● **TASK TO CARRY OUT**: Return every row below unchanged, copying each line character for character.

++++ RECORDS FOR THIS TASK

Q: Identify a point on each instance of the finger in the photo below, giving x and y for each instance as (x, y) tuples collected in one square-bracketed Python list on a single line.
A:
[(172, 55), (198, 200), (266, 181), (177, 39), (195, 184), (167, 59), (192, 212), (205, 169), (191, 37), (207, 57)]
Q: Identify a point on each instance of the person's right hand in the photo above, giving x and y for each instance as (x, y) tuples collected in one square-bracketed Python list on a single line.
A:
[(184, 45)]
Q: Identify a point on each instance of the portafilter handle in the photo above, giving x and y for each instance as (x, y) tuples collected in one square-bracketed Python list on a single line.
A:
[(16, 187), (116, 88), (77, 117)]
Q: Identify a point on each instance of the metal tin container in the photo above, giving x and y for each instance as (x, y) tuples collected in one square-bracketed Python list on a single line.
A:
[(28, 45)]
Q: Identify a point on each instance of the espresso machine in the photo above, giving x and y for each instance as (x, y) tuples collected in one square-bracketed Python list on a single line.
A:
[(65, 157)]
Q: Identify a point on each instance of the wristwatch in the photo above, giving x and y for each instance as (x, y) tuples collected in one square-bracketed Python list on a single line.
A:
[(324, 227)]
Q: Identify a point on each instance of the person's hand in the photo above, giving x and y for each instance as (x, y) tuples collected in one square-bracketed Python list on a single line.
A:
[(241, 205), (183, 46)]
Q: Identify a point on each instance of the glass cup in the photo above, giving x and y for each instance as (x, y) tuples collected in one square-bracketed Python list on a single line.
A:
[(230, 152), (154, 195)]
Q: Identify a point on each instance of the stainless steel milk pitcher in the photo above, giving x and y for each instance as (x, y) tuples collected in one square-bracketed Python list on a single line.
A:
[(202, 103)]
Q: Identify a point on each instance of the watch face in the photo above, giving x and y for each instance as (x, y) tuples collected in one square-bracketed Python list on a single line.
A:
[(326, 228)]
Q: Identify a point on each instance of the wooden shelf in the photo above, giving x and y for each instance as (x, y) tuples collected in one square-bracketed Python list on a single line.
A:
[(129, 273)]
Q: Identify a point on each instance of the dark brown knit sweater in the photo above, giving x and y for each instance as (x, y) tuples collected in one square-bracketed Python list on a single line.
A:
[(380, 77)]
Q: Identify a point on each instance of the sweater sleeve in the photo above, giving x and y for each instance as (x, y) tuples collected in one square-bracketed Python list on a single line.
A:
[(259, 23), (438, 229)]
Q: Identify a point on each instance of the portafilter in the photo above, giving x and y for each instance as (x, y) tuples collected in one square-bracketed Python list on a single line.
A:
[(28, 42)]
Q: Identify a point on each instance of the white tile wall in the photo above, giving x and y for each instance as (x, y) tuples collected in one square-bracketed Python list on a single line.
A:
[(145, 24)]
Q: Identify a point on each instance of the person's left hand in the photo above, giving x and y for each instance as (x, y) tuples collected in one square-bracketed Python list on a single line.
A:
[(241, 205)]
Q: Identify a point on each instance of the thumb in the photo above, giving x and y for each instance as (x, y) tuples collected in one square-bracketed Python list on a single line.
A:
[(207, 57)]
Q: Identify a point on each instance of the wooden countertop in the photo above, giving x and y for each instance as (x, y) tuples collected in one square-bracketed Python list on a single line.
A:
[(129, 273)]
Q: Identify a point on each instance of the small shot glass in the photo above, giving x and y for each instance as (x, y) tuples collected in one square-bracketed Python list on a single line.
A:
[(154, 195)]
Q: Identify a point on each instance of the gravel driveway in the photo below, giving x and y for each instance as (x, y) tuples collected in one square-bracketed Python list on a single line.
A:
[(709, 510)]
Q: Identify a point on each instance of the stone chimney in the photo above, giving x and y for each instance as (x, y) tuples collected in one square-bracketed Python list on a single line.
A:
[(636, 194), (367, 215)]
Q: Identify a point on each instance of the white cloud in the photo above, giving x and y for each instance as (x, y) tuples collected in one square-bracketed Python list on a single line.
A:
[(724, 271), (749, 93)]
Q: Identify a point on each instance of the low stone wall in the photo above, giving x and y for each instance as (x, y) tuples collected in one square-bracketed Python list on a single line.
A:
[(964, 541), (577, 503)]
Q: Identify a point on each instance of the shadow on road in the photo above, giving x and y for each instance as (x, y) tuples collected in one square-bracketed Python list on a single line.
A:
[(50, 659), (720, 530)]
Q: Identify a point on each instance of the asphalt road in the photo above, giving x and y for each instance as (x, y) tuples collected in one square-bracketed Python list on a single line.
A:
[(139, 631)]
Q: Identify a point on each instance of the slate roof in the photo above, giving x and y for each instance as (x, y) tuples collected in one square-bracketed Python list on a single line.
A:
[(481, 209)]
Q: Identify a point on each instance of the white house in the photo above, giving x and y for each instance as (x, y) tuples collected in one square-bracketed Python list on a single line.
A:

++++++++

● **EXERCISE RESULT**:
Q: Identify a point on each instance of the finger in the photo below, giving x and y for each instance as (x, y) tuples collected in one square-bracketed Python list on a single line.
A:
[(172, 55), (198, 200), (266, 181), (177, 39), (195, 184), (167, 59), (192, 212), (205, 169), (191, 37), (207, 57)]
Q: Identify a point on each instance of the person's right hand in the photo above, giving x and y for each instance as (x, y) tuples collected in one square-bracketed Python list on a single line.
A:
[(184, 45)]
Q: Identify a point on each instance of the portafilter handle in the photo above, giving x and y for each instance as (x, y) tuples collected in one square-bracketed Python list on a single line.
A:
[(16, 187), (116, 88), (77, 117)]
Q: Identify a point on each instance of the metal tin container in the photo above, giving x and y for each instance as (x, y) tuples collected in one square-bracketed Python list on a single line.
A:
[(28, 45)]
Q: Identify a point on each instance of the espresso machine in the photo above, giving x and y for each instance as (x, y) tuples collected in one square-bracketed Python list on a single line.
A:
[(65, 157)]
Q: Identify a point on each instance of the wristwatch in the photo above, giving x and y for each instance as (x, y) tuples collected in one square-bracketed Python list on a single line.
A:
[(324, 227)]
Q: Identify a point on each instance of the person's hand in the photo above, giving x and y for each instance as (x, y) tuples collected in one square-bracketed Python list on a single line.
A:
[(241, 205), (183, 46)]
Q: Identify a point on each instance of the glass cup in the photo above, giving x and y for each instance as (x, y) tuples collected in one square-bracketed Python list on a single line.
A:
[(230, 152), (154, 195)]
Q: Identify a point on each instance of the stainless steel milk pitcher in the photo above, giving x and y for each instance as (x, y) tuples collected in one square-bracketed Python list on a single line.
A:
[(202, 103)]
Q: Identify a point on each instance of the watch face in the photo above, giving x and y for each instance as (x, y) tuples collected in one square-bracketed Python list on a single line.
A:
[(326, 228)]
Q: Identify a point on each instance of the wooden shelf in the photo above, giving x and y for each instance as (x, y) tuples collected in one square-bracketed Python list on a single line.
A:
[(129, 273)]
Q: Identify a point on each instance of the dark brown knit sweater in the photo above, giving x and y for each instance as (x, y) tuples collected in one square-bracketed Python list on a single line.
A:
[(380, 77)]
Q: Identify a point on each instance of the sweater sleeve in the photo above, giving x and y for each instance as (x, y) tuples collected in one square-bracketed Python list on a single line.
A:
[(259, 23), (438, 229)]
Q: Identify a point on each instance of the portafilter in the photo above, giving x and y for each instance as (x, y) tuples collected in one square-bracketed Python list on a single line.
A:
[(28, 42)]
Q: Identify a point on each instance of the white tile wall in the photo above, giving x and y for each instance as (x, y) tuples collected in one square-bracketed Python list on a single line.
A:
[(145, 24)]
Q: Identify a point on each instance of the person's left hand in the photo above, giving x and y for each instance as (x, y) tuples collected in one square-bracketed Python list on a single line.
A:
[(241, 205)]
Q: Identify a point on each instance of the thumb in the photo above, giving x and y for each instance as (x, y) tuples collected in one square-bracketed Python list on a single line.
A:
[(207, 57)]
Q: Identify a point on each instance of the wooden countertop in the photo above, giving x and y for each instance as (x, y) tuples collected in one square-bracketed Python list on a single line.
A:
[(129, 273)]
Q: Identify a point on each instance of the small shot glass in the photo above, giving x and y for each instance as (x, y) tuples collected in one square-bracketed Python list on a single line.
A:
[(154, 195)]
Q: Identify a point on each instance of the gravel driveway in the photo below, giving x and y for each instance as (x, y) tuples collected in one square-bracketed Python list on a single line.
A:
[(709, 510)]
Q: Identify a point on each instance of the stone chimney in the photo above, giving x and y for each instance as (x, y) tuples collected in one square-bracketed Python list on a single line.
A:
[(636, 194), (367, 215)]
Q: Identify a point on each instance of the white cloud in the photo above, giving x and y for each instance as (x, y) tuples collected in one square-bracketed Python list on a single line.
A:
[(724, 271), (749, 93)]
Q: Identify a point on each instance of the low stone wall in the photo above, giving x and y for each instance as (x, y) tuples collected in one square-bracketed Python list on a single line.
A:
[(964, 541), (577, 503)]
Q: Identify a point on each instance of the shadow on road in the photo above, giving x and y for each instance as (x, y) tuples collected in one square-bracketed Python list on a single line.
A:
[(50, 659), (720, 530)]
Q: Identify a point on each instance of the asphalt road in the photo above, giving x and y for each instance as (x, y) tuples collected in one square-bracketed Python list on a single line.
A:
[(139, 631)]
Q: Identify a point on each instance of the slate roof in the photo above, giving x and y for each instance as (x, y) tuples collected in one square-bracketed Python list on a single line.
A:
[(481, 209)]
Q: Identify a point on each instance of the white house in the photo above, giving x and y for each instance as (x, y) tuples collected in one square-bracketed Python list on a single line.
A:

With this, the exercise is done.